### Passage given:
/---
So over on Puzzling.SE, a user asked this question. DISCLAIMER: I'm not asking you guys for the answer to the question, but rather an answer to the discussion that ensued about evaluating the logic of a certain answer to the question. I believe that a key part of it isn't correct; the answer-er (obviously) believes that it is, so we started a discussion in the chat.

The problem is that we are going in circles on our discussion - we agree on a lot, but we have these two little areas that we can't see straight on. Could you guys shed some light on which one of us is correct, and why?

NOTE: Please do not address the full question and its answer. If possible, address only the "key part" that I mentioned earlier.


In the original question discussed above, we are told that on a game show, there are 8 boxes, each containing 2 stones. Some (at least half) are precious, and the rest are not precious. The participant selects a box, from which the host selects a stone at random. The stone turns out to be precious. At this point the host (a perfect logician for our purposes) announces that there is a 50% chance that the other stone in the box is precious. The host does know how many boxes there are with two precious stones, one precious stone, and zero precious stones. He does not know which boxes they are.

Now, given that information, both the other answer-er and I conclude that the two possible distributions of precious stones among the boxes is 00111222 and 11112222. I have since realized that this is false. However, with those distributions, our discussion still stands:

We begin to differ on the question "If we swapped the boxes, is it true that we would always have a higher/lower/same(choose one or none) chance of picking up precious pebble next, given the possible distributions". I argue that the probability for this is always higher; he argues that it isn't always higher.

Are either of us correct?
\---
### Stored rows:
/---
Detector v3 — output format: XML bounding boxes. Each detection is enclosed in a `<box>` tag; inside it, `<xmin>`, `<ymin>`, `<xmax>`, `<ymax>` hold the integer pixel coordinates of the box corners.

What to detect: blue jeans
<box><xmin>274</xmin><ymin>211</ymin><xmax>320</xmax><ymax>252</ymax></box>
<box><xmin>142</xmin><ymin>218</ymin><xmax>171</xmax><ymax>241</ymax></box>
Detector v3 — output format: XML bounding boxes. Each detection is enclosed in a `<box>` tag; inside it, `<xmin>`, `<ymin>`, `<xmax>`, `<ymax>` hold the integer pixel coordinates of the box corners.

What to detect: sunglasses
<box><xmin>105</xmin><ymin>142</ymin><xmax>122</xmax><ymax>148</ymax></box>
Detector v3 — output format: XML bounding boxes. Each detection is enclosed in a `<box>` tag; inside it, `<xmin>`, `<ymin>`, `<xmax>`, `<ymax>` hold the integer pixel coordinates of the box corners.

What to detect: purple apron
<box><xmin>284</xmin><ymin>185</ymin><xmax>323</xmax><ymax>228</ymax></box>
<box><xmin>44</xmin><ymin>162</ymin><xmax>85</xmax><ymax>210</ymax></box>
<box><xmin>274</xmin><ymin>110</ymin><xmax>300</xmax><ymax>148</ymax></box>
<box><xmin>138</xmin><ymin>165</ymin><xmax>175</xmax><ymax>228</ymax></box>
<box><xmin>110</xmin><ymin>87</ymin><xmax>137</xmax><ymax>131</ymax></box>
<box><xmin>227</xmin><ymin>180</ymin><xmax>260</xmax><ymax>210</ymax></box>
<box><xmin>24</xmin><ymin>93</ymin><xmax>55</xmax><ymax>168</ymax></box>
\---
### What to do:
[1] According to the forum post, what does the host announce after the precious stone is drawn?
[2] Render the records as a JSON list of strings, one string per line, omitting blank lines.
The forum post and the records are independent of each other.

### Task-by-task solutions:
[1] The host announces that there is a 50% chance that the other stone in the box is precious.

[2]
[
  "Detector v3 — output format: XML bounding boxes. Each detection is enclosed in a `<box>` tag; inside it, `<xmin>`, `<ymin>`, `<xmax>`, `<ymax>` hold the integer pixel coordinates of the box corners.",
  "What to detect: blue jeans",
  "<box><xmin>274</xmin><ymin>211</ymin><xmax>320</xmax><ymax>252</ymax></box>",
  "<box><xmin>142</xmin><ymin>218</ymin><xmax>171</xmax><ymax>241</ymax></box>",
  "Detector v3 — output format: XML bounding boxes. Each detection is enclosed in a `<box>` tag; inside it, `<xmin>`, `<ymin>`, `<xmax>`, `<ymax>` hold the integer pixel coordinates of the box corners.",
  "What to detect: sunglasses",
  "<box><xmin>105</xmin><ymin>142</ymin><xmax>122</xmax><ymax>148</ymax></box>",
  "Detector v3 — output format: XML bounding boxes. Each detection is enclosed in a `<box>` tag; inside it, `<xmin>`, `<ymin>`, `<xmax>`, `<ymax>` hold the integer pixel coordinates of the box corners.",
  "What to detect: purple apron",
  "<box><xmin>284</xmin><ymin>185</ymin><xmax>323</xmax><ymax>228</ymax></box>",
  "<box><xmin>44</xmin><ymin>162</ymin><xmax>85</xmax><ymax>210</ymax></box>",
  "<box><xmin>274</xmin><ymin>110</ymin><xmax>300</xmax><ymax>148</ymax></box>",
  "<box><xmin>138</xmin><ymin>165</ymin><xmax>175</xmax><ymax>228</ymax></box>",
  "<box><xmin>110</xmin><ymin>87</ymin><xmax>137</xmax><ymax>131</ymax></box>",
  "<box><xmin>227</xmin><ymin>180</ymin><xmax>260</xmax><ymax>210</ymax></box>",
  "<box><xmin>24</xmin><ymin>93</ymin><xmax>55</xmax><ymax>168</ymax></box>"
]